» **Provided information**
- - - -

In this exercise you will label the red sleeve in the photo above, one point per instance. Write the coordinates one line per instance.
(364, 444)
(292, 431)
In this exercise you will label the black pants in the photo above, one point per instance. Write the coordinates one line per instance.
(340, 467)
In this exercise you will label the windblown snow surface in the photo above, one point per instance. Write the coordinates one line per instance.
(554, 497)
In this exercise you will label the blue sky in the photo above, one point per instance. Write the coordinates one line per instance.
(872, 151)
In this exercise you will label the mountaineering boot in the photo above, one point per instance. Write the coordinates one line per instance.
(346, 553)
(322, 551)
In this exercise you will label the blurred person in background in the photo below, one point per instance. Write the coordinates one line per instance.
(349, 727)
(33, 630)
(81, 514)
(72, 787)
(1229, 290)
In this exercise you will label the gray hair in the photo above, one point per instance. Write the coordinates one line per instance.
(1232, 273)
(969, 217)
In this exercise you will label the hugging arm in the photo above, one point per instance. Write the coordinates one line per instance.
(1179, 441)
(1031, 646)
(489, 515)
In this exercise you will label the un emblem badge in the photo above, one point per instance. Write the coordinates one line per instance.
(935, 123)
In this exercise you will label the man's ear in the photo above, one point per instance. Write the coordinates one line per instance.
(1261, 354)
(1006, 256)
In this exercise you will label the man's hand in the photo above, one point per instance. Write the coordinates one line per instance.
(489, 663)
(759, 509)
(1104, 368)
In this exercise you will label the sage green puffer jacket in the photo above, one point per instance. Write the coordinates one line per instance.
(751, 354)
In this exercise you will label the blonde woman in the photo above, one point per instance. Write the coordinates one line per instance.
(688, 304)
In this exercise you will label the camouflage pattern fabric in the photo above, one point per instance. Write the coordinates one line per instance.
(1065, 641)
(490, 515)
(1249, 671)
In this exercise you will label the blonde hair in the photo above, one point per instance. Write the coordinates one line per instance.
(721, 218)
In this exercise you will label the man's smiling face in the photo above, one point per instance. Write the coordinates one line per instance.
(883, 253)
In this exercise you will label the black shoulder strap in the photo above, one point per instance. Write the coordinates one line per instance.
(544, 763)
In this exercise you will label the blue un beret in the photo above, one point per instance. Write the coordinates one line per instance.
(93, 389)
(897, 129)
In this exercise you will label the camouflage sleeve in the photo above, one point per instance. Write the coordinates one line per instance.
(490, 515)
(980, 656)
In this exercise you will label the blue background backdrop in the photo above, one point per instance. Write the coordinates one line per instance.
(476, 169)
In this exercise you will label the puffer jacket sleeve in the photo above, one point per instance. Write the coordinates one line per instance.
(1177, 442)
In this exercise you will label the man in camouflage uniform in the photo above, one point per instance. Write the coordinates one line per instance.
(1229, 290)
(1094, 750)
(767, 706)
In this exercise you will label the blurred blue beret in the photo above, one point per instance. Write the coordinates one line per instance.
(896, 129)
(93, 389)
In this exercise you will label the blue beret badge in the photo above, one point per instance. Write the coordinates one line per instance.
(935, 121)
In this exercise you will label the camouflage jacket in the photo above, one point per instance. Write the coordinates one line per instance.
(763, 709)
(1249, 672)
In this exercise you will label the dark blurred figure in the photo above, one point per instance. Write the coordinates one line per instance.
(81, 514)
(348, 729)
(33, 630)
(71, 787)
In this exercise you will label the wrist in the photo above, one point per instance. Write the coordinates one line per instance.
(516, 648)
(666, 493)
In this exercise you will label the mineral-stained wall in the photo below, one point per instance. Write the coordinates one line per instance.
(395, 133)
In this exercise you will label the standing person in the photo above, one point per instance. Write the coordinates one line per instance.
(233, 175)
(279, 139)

- - - -

» **Work required**
Repeat the material above exactly.

» **Correct output**
In this exercise you will label the red sleeve in the photo above, one point per instance. Write the coordinates one line per instance.
(364, 444)
(292, 431)
In this exercise you will label the black pants in the photo above, one point per instance. Write the coordinates one line per instance.
(340, 467)
In this exercise you will label the windblown snow surface in the photo above, one point per instance. Write the coordinates one line per instance.
(554, 497)
In this exercise you will label the blue sky in the photo above, one point per instance. Write the coordinates one line per instance.
(872, 151)
In this exercise you will label the mountaineering boot in the photo above, one point per instance. Write the coordinates one line per instance.
(346, 553)
(322, 551)
In this exercise you will label the blurred person in background in the photo below, one point per instance. Write the coordinates one line per instance.
(349, 727)
(33, 630)
(81, 514)
(72, 787)
(1229, 290)
In this exercise you will label the gray hair in the photo above, one point per instance. Write the coordinates one line per instance.
(1232, 273)
(969, 217)
In this exercise you will label the hugging arm in the photo above, one point per instance. Write the coordinates one line per instance.
(1179, 441)
(1031, 646)
(489, 515)
In this exercise you will label the un emblem badge in the photo above, one point per instance. Write the coordinates one line per instance.
(935, 123)
In this exercise you will label the man's ear in the photo above, one point per instance. Write the coordinates one line per instance.
(1261, 354)
(1006, 256)
In this exercise you will label the man's hand in the photo above, one point per instance. Write the coordinates one line per instance.
(489, 663)
(759, 509)
(1104, 368)
In this exercise you will label the sage green puffer jacket in the photo above, one point per instance. Write the coordinates one line per instance.
(751, 354)
In this exercise you will label the blonde woman in the photo above, one point per instance. Write the coordinates one line per instance.
(688, 304)
In this exercise you will label the camouflage pattern fabric in the photo above, one point per instance. Write the coordinates one line per instance.
(1065, 641)
(490, 515)
(1249, 671)
In this exercise you will label the blonde hair in the photo above, one point per instance. Write the coordinates one line per instance.
(721, 218)
In this exercise you will label the man's smiling face in the photo above, one point per instance. Write the coordinates one line per instance.
(883, 253)
In this exercise you will label the black shoulder strap in the photo above, one point per instance. Write the coordinates one line per instance.
(544, 763)
In this exercise you will label the blue un beret in the photo above, one point per instance. Write the coordinates one line per instance.
(93, 389)
(897, 129)
In this exercise you will label the camouflage sleeve in the photo above, one point per instance. Write the coordinates one line per instance.
(490, 515)
(980, 656)
In this exercise you will label the blue background backdrop in the photo above, one point per instance. Write the coordinates one line per instance.
(476, 169)
In this exercise you will label the puffer jacket sleeve in the photo above, one point per instance. Write the coordinates one line per instance.
(1177, 442)
In this exercise you will label the man in camouflage uniform in the photo above, one point per instance. Write the coordinates one line per instance.
(1229, 290)
(1094, 750)
(767, 706)
In this exercise you will label the blurred blue beret in the photo above, one point per instance. Write the coordinates one line per instance.
(896, 129)
(93, 389)
In this exercise you will label the blue beret badge in the photo above, one point per instance. Write the coordinates one line per instance.
(935, 121)
In this exercise you will label the camouflage jacket in the photo above, one point per instance. Write the coordinates one line per instance.
(763, 709)
(1249, 672)
In this exercise you will label the dark blurred figure in the photo above, one point per instance. Write the coordinates one line per instance.
(81, 514)
(348, 729)
(33, 630)
(71, 787)
In this exercise you will label the wrist in the photo above, one point per instance. Write the coordinates one line per instance.
(516, 648)
(666, 493)
In this exercise you will label the mineral-stained wall in the photo below, one point per instance. Write the coordinates one line per instance.
(395, 133)
In this exercise you will label the standing person in the photo above, one point per instance. Write the coordinates one line per instance.
(233, 175)
(279, 139)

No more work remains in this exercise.